**Aufgabenstellung:** Liste jede Zeile der nachfolgenden Daten unverändert auf, die die Zeichenfolge „wall“ enthält.

**Ausgangsdaten:**
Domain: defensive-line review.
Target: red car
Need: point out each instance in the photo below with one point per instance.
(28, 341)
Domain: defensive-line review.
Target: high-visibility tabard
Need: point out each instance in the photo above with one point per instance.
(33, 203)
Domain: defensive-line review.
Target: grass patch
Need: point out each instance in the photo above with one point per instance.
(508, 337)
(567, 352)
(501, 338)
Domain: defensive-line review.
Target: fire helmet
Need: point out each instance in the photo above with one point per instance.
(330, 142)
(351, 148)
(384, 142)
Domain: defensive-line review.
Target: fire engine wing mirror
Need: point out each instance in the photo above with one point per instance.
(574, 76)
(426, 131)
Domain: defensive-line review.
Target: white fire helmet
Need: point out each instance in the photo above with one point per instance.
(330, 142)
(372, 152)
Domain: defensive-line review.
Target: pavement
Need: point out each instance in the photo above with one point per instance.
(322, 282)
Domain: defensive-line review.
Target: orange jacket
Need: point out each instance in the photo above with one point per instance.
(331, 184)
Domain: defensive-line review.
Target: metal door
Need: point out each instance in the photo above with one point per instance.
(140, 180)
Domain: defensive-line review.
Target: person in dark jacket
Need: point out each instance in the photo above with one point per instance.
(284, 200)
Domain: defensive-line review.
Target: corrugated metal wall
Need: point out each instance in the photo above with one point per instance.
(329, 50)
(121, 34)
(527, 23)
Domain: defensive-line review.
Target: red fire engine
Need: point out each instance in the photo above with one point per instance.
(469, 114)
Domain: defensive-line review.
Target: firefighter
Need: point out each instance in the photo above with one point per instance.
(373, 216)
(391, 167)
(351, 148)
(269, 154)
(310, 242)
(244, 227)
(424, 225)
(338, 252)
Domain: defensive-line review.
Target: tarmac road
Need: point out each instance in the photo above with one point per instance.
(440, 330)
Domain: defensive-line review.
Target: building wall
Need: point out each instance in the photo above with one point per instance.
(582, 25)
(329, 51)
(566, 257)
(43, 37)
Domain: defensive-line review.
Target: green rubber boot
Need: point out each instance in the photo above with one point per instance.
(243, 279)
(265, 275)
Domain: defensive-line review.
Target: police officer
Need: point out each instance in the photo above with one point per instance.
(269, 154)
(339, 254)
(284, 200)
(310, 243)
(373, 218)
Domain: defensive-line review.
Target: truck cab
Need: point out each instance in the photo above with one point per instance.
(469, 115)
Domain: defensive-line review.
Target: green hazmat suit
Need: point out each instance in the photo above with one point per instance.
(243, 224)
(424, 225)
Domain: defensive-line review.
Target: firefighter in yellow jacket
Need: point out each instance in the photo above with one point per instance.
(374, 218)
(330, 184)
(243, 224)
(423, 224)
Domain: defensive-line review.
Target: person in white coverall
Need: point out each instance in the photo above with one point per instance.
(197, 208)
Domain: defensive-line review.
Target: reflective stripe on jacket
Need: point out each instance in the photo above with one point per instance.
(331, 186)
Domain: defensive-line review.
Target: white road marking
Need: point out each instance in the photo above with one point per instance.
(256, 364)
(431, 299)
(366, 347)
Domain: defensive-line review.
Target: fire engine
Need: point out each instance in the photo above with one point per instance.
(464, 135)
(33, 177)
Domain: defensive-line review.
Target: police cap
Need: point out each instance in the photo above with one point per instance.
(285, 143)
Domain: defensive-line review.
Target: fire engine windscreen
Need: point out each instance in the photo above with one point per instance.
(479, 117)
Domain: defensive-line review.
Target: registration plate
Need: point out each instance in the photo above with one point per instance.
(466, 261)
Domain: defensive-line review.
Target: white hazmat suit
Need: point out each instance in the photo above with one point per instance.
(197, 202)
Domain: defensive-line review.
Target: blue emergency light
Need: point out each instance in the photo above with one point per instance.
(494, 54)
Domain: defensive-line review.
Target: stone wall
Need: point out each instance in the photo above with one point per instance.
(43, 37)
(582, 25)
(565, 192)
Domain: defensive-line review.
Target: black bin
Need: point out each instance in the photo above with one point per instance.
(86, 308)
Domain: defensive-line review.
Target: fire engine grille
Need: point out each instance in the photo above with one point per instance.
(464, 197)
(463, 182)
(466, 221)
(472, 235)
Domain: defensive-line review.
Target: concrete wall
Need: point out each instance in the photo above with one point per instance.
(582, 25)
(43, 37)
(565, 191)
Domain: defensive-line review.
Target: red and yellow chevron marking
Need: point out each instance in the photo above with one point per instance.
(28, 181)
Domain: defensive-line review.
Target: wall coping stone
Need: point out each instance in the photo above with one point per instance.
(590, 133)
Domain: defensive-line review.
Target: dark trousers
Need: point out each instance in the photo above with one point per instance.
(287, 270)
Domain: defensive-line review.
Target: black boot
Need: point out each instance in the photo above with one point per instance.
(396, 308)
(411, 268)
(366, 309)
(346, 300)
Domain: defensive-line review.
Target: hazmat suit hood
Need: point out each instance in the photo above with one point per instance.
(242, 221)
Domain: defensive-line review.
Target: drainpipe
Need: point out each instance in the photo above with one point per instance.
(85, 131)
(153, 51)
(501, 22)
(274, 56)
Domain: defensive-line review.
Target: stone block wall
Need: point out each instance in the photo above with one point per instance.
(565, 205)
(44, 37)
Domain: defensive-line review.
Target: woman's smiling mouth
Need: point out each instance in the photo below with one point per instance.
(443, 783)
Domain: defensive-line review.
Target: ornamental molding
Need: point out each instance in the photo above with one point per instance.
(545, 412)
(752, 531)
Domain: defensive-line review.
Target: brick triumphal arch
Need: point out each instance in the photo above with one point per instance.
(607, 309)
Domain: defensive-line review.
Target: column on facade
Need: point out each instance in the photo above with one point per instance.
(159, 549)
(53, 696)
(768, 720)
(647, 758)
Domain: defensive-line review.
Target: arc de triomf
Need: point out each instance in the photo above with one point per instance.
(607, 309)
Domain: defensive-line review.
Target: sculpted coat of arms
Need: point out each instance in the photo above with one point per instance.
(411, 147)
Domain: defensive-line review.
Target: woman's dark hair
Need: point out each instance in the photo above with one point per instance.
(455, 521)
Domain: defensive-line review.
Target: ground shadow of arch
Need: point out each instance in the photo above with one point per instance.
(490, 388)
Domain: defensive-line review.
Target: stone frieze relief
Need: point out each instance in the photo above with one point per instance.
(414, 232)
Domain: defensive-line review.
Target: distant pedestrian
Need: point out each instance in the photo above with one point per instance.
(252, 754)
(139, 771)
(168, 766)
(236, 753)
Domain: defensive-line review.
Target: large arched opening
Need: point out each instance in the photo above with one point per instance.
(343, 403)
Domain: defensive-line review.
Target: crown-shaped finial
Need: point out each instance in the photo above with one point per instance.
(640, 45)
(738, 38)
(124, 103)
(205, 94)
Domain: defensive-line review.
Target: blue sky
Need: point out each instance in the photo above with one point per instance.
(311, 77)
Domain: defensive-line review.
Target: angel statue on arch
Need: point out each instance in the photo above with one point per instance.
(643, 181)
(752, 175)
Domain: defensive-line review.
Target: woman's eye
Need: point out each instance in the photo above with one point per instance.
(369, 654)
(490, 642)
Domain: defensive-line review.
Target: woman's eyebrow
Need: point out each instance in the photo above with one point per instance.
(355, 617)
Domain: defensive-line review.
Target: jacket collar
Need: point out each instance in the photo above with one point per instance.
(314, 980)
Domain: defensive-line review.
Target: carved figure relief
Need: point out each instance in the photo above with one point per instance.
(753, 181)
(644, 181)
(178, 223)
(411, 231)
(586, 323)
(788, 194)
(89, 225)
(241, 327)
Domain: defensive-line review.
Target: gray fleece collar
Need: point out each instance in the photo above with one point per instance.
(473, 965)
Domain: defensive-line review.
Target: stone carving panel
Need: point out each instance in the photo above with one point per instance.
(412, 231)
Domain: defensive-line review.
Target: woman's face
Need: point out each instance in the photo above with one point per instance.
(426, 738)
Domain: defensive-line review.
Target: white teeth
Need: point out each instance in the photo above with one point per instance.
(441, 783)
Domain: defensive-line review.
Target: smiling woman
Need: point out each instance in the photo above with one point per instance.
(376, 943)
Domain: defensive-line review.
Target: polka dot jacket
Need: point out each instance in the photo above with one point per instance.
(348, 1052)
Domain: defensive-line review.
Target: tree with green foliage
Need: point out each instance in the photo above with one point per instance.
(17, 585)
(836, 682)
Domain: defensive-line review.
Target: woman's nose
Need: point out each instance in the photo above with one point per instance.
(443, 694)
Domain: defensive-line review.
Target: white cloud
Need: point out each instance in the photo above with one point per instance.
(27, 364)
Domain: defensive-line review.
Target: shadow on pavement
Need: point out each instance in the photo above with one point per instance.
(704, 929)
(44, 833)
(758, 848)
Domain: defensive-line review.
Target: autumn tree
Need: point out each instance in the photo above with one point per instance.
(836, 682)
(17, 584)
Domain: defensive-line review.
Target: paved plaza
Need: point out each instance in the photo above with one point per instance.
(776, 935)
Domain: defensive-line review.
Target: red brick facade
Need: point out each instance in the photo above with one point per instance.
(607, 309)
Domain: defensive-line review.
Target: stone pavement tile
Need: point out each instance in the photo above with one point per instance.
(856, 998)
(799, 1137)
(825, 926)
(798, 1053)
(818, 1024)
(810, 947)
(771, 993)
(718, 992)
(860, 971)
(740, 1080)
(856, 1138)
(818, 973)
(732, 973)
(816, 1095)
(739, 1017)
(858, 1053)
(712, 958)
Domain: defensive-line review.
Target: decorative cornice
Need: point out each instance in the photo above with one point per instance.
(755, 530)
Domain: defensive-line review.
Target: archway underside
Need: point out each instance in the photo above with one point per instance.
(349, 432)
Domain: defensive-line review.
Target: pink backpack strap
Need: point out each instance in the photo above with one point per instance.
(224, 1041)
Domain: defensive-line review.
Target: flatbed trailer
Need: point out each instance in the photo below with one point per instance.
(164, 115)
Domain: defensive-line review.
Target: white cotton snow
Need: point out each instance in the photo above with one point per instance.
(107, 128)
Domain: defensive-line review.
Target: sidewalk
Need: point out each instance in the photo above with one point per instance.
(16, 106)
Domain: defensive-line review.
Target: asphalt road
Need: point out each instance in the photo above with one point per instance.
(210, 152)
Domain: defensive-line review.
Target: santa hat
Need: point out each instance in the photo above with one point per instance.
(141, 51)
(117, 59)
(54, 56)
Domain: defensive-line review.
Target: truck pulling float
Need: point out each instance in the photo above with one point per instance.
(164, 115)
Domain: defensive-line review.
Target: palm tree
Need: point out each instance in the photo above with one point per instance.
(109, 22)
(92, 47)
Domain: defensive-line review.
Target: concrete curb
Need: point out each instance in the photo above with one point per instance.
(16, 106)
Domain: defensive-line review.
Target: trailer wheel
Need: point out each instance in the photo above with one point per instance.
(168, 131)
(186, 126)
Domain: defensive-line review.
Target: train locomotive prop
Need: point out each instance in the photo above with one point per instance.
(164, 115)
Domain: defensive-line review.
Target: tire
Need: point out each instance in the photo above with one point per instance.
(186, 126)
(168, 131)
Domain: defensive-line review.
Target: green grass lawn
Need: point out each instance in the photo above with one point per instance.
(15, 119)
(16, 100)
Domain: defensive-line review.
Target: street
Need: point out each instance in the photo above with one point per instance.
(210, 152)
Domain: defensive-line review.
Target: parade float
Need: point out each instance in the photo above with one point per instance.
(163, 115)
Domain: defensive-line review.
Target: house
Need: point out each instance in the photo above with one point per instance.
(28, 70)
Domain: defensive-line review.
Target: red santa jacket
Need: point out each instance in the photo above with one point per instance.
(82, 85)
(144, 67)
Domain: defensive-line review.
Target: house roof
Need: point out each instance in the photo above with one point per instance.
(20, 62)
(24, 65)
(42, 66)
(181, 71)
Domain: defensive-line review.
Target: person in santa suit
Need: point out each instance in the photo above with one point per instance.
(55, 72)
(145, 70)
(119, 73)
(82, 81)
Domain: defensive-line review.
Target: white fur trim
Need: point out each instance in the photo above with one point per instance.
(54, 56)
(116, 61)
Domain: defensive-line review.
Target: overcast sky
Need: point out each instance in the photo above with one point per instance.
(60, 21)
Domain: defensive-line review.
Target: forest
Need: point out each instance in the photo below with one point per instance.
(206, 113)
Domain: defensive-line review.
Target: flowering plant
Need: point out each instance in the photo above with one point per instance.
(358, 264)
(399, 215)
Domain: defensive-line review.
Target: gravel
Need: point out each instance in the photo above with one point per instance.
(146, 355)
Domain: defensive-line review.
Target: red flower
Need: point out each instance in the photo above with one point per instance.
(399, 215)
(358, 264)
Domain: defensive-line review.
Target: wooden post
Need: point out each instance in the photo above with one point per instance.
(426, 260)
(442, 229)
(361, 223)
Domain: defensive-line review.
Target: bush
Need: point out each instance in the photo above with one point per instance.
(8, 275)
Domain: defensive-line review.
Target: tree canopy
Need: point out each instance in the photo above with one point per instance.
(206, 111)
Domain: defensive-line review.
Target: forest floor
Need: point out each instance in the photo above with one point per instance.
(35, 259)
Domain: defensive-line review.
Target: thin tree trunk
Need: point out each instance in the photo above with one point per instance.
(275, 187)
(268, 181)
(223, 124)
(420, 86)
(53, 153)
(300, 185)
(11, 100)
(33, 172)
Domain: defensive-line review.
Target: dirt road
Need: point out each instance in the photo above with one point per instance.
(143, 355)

**Lösung:**
Target: corrugated metal wall
Target: building wall
Target: stone wall
Target: concrete wall
Target: wall coping stone
Target: stone block wall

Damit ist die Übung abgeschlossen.